__GIVEN REQUEST__: Could you retype the data below line for line, without changing a single character?

__DATA FOR PROCESSING__:
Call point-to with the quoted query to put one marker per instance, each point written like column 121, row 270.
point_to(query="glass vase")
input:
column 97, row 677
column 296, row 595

__SOLUTION BELOW__:
Call point-to with the quoted query to put one marker per instance, each point written like column 121, row 270.
point_to(query="glass vase")
input:
column 97, row 677
column 296, row 595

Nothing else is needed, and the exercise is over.